Location identification items
## start
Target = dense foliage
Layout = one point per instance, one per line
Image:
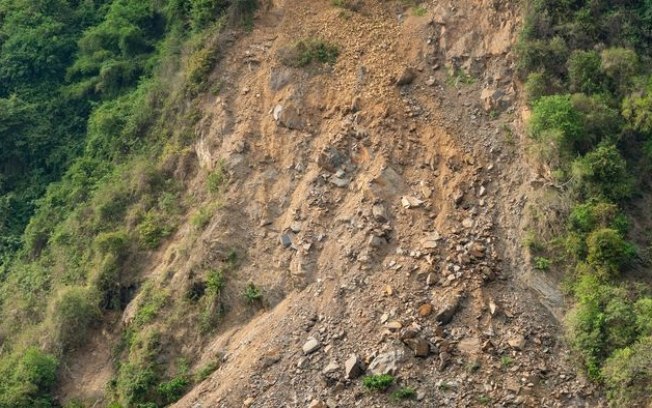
(93, 119)
(588, 76)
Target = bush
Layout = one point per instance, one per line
(637, 109)
(378, 382)
(215, 282)
(308, 51)
(74, 312)
(556, 112)
(252, 294)
(584, 71)
(541, 263)
(27, 379)
(404, 393)
(620, 65)
(153, 229)
(603, 174)
(628, 374)
(588, 216)
(608, 252)
(172, 390)
(601, 119)
(643, 309)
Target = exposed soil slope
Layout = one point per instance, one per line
(378, 204)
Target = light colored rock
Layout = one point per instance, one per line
(387, 363)
(311, 345)
(353, 367)
(425, 310)
(411, 202)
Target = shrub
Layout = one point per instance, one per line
(205, 371)
(111, 242)
(556, 112)
(637, 109)
(215, 282)
(404, 393)
(628, 374)
(74, 312)
(135, 383)
(173, 389)
(28, 379)
(378, 382)
(601, 119)
(252, 294)
(584, 71)
(202, 217)
(608, 251)
(602, 173)
(588, 216)
(541, 263)
(153, 229)
(308, 51)
(620, 65)
(643, 309)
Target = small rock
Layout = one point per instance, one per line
(477, 250)
(353, 367)
(444, 361)
(379, 213)
(516, 341)
(493, 307)
(339, 181)
(286, 240)
(387, 363)
(295, 227)
(425, 310)
(411, 202)
(317, 404)
(467, 223)
(311, 345)
(394, 325)
(407, 76)
(419, 345)
(447, 310)
(330, 368)
(458, 196)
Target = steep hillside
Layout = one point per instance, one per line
(367, 200)
(322, 203)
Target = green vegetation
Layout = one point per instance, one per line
(252, 294)
(94, 121)
(378, 382)
(587, 78)
(308, 51)
(404, 393)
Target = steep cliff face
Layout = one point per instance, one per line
(370, 208)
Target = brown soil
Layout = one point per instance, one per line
(353, 278)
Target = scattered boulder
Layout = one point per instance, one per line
(411, 202)
(406, 77)
(331, 159)
(288, 117)
(419, 345)
(317, 404)
(311, 345)
(353, 367)
(425, 310)
(447, 309)
(387, 363)
(331, 368)
(379, 212)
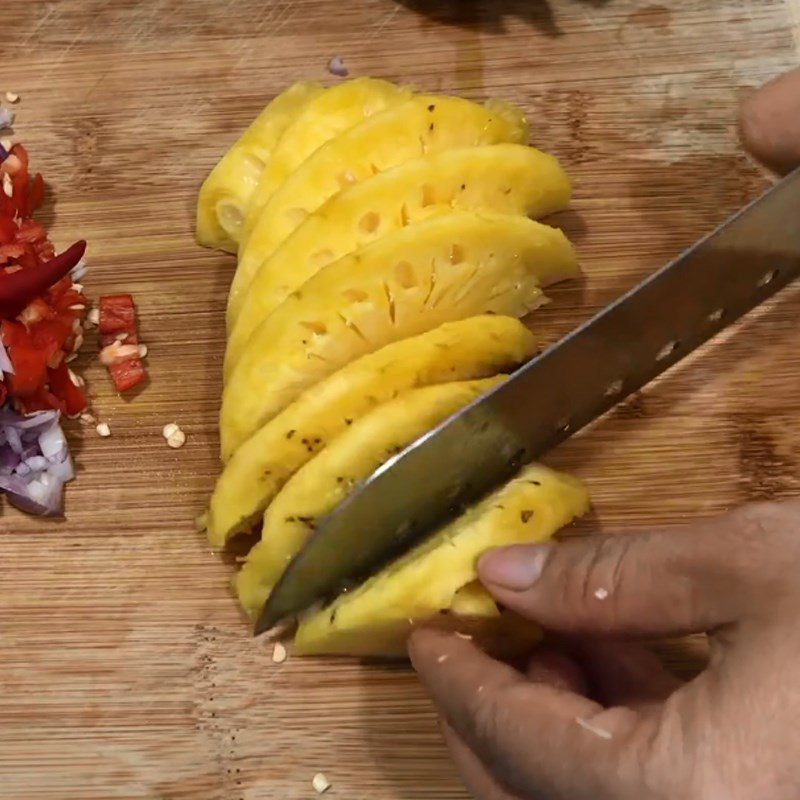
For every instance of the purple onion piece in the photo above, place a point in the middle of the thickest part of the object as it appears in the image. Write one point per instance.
(34, 461)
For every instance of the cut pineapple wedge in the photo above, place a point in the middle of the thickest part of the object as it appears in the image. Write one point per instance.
(330, 113)
(376, 618)
(468, 349)
(330, 476)
(507, 178)
(424, 124)
(446, 268)
(226, 193)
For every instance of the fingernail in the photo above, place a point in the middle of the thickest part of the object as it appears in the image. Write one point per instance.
(516, 568)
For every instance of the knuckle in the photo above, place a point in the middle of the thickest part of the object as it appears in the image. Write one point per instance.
(599, 573)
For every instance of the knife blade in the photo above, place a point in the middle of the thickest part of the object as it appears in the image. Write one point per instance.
(624, 347)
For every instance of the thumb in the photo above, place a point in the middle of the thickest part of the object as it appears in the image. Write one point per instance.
(770, 123)
(652, 584)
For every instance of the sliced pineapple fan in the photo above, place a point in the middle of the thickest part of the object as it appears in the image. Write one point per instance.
(387, 247)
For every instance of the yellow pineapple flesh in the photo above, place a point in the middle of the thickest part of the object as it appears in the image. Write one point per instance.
(226, 194)
(506, 178)
(329, 477)
(421, 125)
(420, 587)
(333, 111)
(446, 268)
(476, 347)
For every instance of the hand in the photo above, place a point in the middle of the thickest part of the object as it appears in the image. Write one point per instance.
(607, 722)
(770, 123)
(603, 719)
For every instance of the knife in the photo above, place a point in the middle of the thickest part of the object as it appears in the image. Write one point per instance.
(628, 344)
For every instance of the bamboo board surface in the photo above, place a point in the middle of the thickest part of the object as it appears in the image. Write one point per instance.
(125, 668)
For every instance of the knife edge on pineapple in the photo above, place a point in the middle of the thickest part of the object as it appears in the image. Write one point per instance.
(423, 586)
(326, 480)
(506, 178)
(446, 268)
(227, 192)
(330, 113)
(473, 348)
(421, 125)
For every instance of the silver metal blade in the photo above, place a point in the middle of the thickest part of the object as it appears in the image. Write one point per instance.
(748, 259)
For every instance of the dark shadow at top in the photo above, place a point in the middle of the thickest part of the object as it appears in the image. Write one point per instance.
(491, 15)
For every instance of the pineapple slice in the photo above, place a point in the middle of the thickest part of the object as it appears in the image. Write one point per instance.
(332, 112)
(329, 477)
(446, 268)
(226, 193)
(508, 178)
(424, 124)
(376, 618)
(472, 348)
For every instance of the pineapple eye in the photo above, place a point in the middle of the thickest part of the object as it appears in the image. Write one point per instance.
(457, 255)
(404, 275)
(370, 222)
(667, 350)
(296, 215)
(347, 179)
(230, 217)
(355, 295)
(322, 258)
(315, 327)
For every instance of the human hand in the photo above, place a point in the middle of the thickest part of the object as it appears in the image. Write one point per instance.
(611, 723)
(607, 721)
(769, 123)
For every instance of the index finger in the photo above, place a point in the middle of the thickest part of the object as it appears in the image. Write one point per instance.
(538, 738)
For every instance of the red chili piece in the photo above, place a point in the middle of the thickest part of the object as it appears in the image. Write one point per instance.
(118, 317)
(20, 288)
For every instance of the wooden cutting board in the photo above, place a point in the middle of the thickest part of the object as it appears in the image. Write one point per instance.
(125, 668)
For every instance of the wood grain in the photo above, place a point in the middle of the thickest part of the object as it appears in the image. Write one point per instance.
(126, 671)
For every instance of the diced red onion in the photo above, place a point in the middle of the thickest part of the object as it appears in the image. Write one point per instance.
(34, 461)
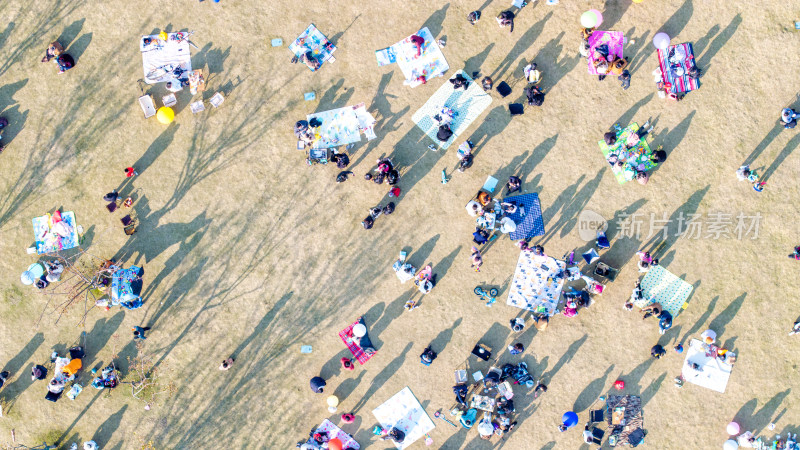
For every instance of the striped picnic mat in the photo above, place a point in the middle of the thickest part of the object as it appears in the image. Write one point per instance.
(352, 342)
(683, 83)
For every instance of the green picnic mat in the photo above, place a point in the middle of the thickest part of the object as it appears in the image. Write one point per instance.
(636, 158)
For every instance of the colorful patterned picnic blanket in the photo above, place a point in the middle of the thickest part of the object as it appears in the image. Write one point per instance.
(312, 39)
(678, 57)
(634, 159)
(430, 63)
(354, 344)
(537, 285)
(404, 412)
(122, 288)
(341, 126)
(63, 237)
(668, 289)
(335, 432)
(467, 105)
(528, 216)
(614, 40)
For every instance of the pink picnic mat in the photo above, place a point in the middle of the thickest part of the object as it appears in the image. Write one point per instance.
(352, 343)
(614, 40)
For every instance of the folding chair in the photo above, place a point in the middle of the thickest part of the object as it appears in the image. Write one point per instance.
(590, 256)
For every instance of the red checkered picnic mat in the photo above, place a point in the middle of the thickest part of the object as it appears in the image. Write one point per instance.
(352, 345)
(678, 84)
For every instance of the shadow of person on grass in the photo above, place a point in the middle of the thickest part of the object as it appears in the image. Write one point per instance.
(382, 377)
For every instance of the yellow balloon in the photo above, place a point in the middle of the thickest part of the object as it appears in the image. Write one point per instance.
(333, 401)
(165, 115)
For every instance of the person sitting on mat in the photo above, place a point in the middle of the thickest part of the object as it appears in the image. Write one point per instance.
(53, 51)
(506, 19)
(514, 184)
(535, 95)
(459, 82)
(427, 356)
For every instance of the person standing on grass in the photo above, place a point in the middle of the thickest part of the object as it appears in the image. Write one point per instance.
(138, 332)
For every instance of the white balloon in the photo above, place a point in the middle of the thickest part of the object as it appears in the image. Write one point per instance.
(730, 444)
(359, 330)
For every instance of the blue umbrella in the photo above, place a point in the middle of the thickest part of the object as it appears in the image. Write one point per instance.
(569, 419)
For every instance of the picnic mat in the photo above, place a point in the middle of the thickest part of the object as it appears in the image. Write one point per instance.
(636, 158)
(341, 126)
(468, 105)
(160, 53)
(335, 432)
(632, 416)
(712, 373)
(312, 39)
(614, 40)
(355, 345)
(681, 55)
(668, 289)
(123, 285)
(528, 216)
(536, 286)
(404, 412)
(47, 240)
(430, 63)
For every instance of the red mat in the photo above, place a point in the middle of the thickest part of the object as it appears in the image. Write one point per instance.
(352, 343)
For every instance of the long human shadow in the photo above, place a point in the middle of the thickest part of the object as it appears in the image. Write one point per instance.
(45, 20)
(495, 122)
(107, 429)
(622, 250)
(522, 45)
(753, 420)
(613, 11)
(387, 120)
(565, 358)
(334, 97)
(441, 340)
(382, 377)
(435, 21)
(700, 321)
(474, 63)
(778, 161)
(570, 203)
(593, 390)
(632, 51)
(658, 244)
(707, 54)
(677, 22)
(671, 139)
(14, 366)
(553, 68)
(628, 115)
(101, 332)
(719, 323)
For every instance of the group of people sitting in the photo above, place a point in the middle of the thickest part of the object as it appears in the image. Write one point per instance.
(55, 52)
(619, 162)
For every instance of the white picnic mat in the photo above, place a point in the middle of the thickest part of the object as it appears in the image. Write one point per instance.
(536, 286)
(468, 105)
(712, 374)
(342, 126)
(668, 289)
(336, 432)
(404, 412)
(160, 53)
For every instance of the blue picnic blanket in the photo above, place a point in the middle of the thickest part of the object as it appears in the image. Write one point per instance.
(528, 216)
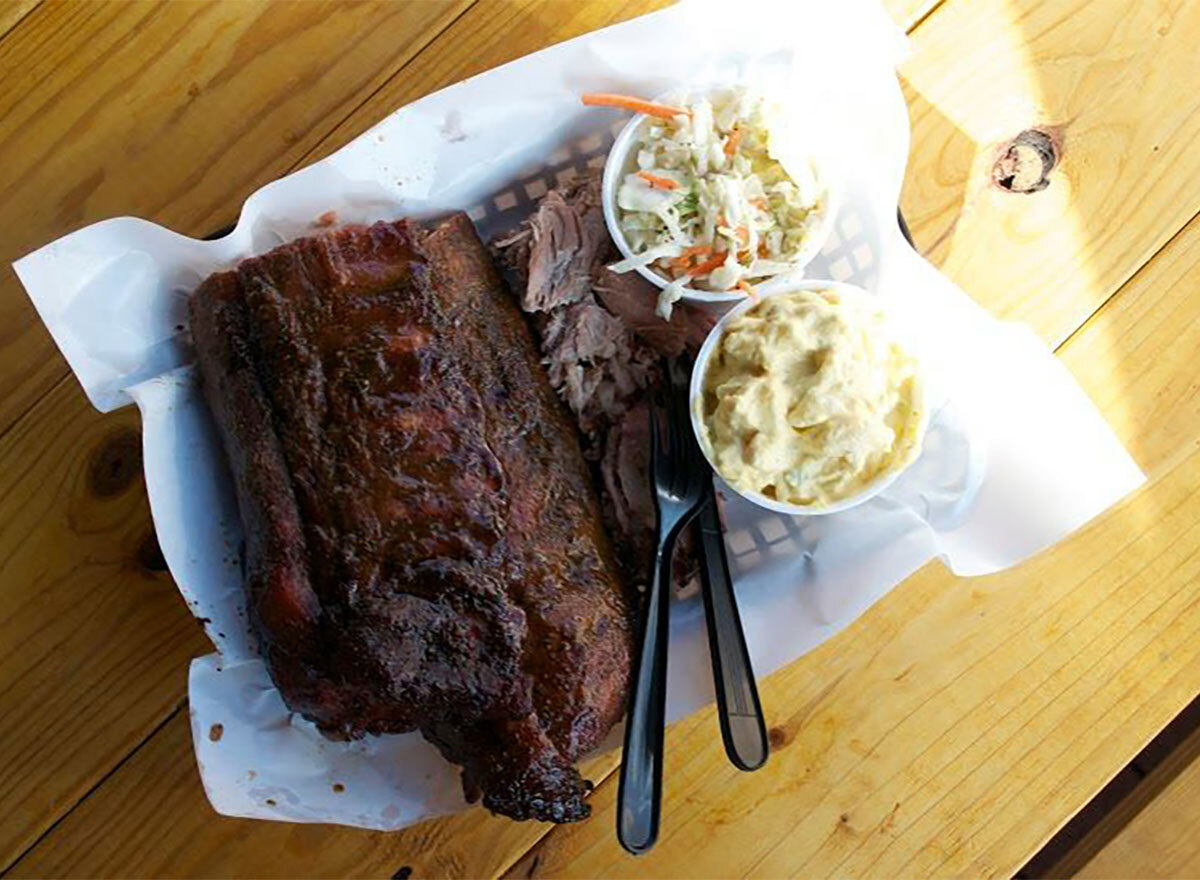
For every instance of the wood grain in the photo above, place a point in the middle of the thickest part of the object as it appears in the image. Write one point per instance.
(173, 112)
(1102, 77)
(1163, 815)
(997, 690)
(952, 729)
(153, 820)
(184, 135)
(12, 11)
(94, 645)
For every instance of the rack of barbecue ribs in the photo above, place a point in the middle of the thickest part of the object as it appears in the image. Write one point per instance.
(424, 546)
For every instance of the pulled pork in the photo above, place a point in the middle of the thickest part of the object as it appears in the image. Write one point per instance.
(601, 343)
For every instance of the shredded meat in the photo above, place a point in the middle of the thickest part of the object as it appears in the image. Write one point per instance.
(425, 549)
(601, 341)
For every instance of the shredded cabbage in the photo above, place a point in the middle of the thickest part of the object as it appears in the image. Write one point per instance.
(707, 185)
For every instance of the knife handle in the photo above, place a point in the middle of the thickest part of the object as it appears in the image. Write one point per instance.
(738, 708)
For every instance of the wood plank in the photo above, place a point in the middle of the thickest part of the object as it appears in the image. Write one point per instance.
(153, 820)
(94, 645)
(525, 30)
(486, 37)
(953, 728)
(93, 654)
(267, 860)
(12, 11)
(1158, 838)
(173, 112)
(1102, 77)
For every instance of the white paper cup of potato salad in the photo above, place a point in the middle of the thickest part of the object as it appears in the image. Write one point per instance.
(808, 400)
(713, 193)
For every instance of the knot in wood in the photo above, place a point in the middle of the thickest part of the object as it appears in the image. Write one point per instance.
(1026, 162)
(115, 464)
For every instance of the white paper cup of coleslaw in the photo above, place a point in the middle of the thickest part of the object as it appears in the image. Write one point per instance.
(696, 393)
(622, 160)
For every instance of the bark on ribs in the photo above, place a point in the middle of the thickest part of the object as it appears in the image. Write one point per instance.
(425, 550)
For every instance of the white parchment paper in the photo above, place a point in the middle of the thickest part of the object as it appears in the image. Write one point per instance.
(1017, 456)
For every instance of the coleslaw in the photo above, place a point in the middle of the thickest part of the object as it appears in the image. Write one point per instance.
(709, 204)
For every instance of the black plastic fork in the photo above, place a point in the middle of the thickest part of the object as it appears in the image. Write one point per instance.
(679, 474)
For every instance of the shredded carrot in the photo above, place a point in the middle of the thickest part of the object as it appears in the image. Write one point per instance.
(600, 99)
(657, 181)
(732, 141)
(748, 289)
(708, 265)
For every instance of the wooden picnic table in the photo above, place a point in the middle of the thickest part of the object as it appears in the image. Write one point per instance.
(949, 731)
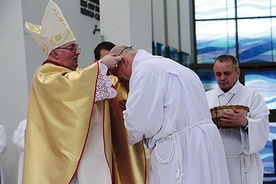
## end
DIRECTIONS ->
Return each line above that contains the word "knife", copied in full.

EXPECTED ANSWER ->
For every instance of the knife blade in the photo above, place a point in the middle of the thickest part of the object as it appears in the image. Write one point per instance.
For every instance of the knife in the photo above, place a point in the middle of the thickest part of the object as it appears in the image. Write one point per instance.
For every instance of the knife edge on pineapple in the photo above, place a point in the middle of the thickest part of the object as it appears in the image. Write one point per instance.
For every instance of the knife handle in the photo above, place a point in the middle of the thickest part of the object as it appears in the image. Write one point per instance.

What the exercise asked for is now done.